• _Requirement_
Transcribe every record that appears below, exactly and in full.

[Rows from a pointing dataset]
———
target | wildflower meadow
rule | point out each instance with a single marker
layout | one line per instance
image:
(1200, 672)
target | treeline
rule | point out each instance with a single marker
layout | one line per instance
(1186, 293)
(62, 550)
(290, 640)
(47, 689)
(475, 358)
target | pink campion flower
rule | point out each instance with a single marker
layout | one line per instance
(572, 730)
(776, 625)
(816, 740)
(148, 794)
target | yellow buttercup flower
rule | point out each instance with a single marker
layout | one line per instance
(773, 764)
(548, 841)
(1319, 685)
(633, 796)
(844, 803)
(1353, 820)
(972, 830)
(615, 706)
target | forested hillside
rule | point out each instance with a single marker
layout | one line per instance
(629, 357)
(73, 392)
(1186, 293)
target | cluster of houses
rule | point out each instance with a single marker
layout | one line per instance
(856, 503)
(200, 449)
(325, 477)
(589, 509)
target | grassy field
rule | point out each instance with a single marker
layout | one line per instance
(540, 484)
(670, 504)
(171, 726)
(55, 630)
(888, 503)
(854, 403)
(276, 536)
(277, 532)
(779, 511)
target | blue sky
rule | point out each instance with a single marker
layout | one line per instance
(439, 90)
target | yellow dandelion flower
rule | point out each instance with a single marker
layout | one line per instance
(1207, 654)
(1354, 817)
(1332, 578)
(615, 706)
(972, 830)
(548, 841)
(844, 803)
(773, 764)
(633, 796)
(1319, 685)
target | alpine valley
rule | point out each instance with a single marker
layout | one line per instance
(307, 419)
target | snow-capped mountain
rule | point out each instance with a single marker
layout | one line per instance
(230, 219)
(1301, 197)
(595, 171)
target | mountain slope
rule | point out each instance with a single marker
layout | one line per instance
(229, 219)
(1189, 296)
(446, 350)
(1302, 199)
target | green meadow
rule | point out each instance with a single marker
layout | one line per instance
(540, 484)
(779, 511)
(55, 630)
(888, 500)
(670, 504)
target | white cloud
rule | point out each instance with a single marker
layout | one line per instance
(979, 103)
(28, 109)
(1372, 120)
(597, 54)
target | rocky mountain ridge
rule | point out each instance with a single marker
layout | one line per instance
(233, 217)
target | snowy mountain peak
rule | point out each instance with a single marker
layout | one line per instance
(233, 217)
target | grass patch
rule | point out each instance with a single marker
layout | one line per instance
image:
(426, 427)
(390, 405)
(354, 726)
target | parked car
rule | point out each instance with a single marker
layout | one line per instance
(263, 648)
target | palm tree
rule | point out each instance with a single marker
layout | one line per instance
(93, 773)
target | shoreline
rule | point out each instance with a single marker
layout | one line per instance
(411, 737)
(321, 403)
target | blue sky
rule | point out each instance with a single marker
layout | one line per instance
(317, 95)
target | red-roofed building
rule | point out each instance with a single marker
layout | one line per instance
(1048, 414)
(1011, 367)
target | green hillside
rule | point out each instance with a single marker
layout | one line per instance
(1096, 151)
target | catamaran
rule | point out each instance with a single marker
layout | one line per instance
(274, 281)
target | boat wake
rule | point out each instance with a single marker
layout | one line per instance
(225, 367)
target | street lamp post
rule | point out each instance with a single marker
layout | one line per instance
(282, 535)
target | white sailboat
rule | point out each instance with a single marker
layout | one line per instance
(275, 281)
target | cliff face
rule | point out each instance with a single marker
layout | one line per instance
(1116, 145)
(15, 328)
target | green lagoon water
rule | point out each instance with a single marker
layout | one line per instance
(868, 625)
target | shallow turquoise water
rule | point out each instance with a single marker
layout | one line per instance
———
• _Expected output_
target | wildflower meadow
rule | point out each instance with a single marker
layout | one line per instance
image:
(1200, 672)
target | treeline
rule | point out each instance with a single marker
layout | one line per instance
(1186, 293)
(62, 550)
(290, 640)
(47, 689)
(475, 358)
target | pink campion flower
rule | point out each instance with a single marker
layout | one line per instance
(572, 730)
(776, 625)
(816, 740)
(148, 794)
target | yellow buttercup flower
rule | point out each instance with a single marker
layout | one line per instance
(773, 764)
(548, 841)
(1319, 685)
(633, 796)
(844, 803)
(1353, 820)
(972, 830)
(615, 706)
target | forested hillside
rule | point out each instance with a single marker
layout | one line per instance
(629, 357)
(73, 392)
(1186, 293)
target | cluster of houses
rule | point out each instance with a single marker
layout | one line per instance
(856, 503)
(200, 449)
(325, 477)
(589, 509)
target | grassy field
rule | point out each instance with a single marker
layout | one line per instance
(540, 484)
(670, 504)
(171, 726)
(55, 630)
(888, 503)
(854, 403)
(276, 536)
(277, 532)
(779, 511)
target | blue sky
rule | point out each instance with a single marker
layout | one line per instance
(439, 90)
target | yellow dandelion flower
rule | point out each instance with a single marker
layout | one line per instance
(1207, 654)
(1354, 817)
(1332, 578)
(615, 706)
(972, 830)
(548, 841)
(844, 803)
(773, 764)
(633, 796)
(1319, 685)
target | alpine valley
rule | point out each instance with a single marker
layout | one line per instance
(307, 419)
target | snow-capped mountain
rule | point out each instance with a single marker
layout | one line per instance
(230, 219)
(1301, 197)
(595, 171)
target | mountain slope
rule | point out each instance with a single marker
layout | one line per instance
(229, 219)
(1189, 296)
(446, 350)
(1302, 199)
target | green meadow
rule | point out each instance with a single marker
layout | one line per instance
(540, 484)
(779, 511)
(55, 630)
(888, 500)
(670, 504)
target | white cloud
rule | point out each instance with a single marker
layout | one line per instance
(979, 103)
(28, 109)
(1372, 120)
(597, 54)
target | rocky mountain ridge
rule | point out each instance with a single marker
layout | one line per instance
(233, 217)
target | snowy mountain peak
rule | point out each instance with a single marker
layout | one line per instance
(233, 217)
target | grass patch
rule | point out each instance with a single marker
layout | one line per instance
image:
(426, 427)
(390, 405)
(354, 726)
target | parked car
rule | point out each instance with a single marker
layout | one line per instance
(263, 648)
target | palm tree
rule | point out each instance with a single marker
layout | one line per instance
(93, 773)
target | shoreline
rule | point out each instance with a single marker
layout | one line per instance
(411, 737)
(321, 403)
target | blue sky
rule | point out each instance with a single marker
layout | one line per instance
(317, 95)
target | red-roofed building
rule | point out each instance with a single marker
layout | one line per instance
(1048, 414)
(1011, 367)
target | green hillside
rule | point out each instance with a single marker
layout | one line per instance
(1096, 151)
target | catamaran
rule | point out each instance with a single marker
layout | one line per instance
(274, 281)
target | boat wake
rule | point out each instance with a single marker
layout | one line per instance
(225, 367)
target | street lamp post
rule | point out each instance with a single marker
layout | one line per instance
(282, 535)
target | white sailboat
rule | point out each instance with a single marker
layout | one line per instance
(275, 281)
target | cliff face
rule | point out each instance with a single marker
layout | one line per instance
(1116, 145)
(15, 328)
target | green lagoon water
rule | point out each instance with a single marker
layout | one line per instance
(868, 625)
target | shallow turquoise water
rule | point out each instance with a single marker
layout | one line per instance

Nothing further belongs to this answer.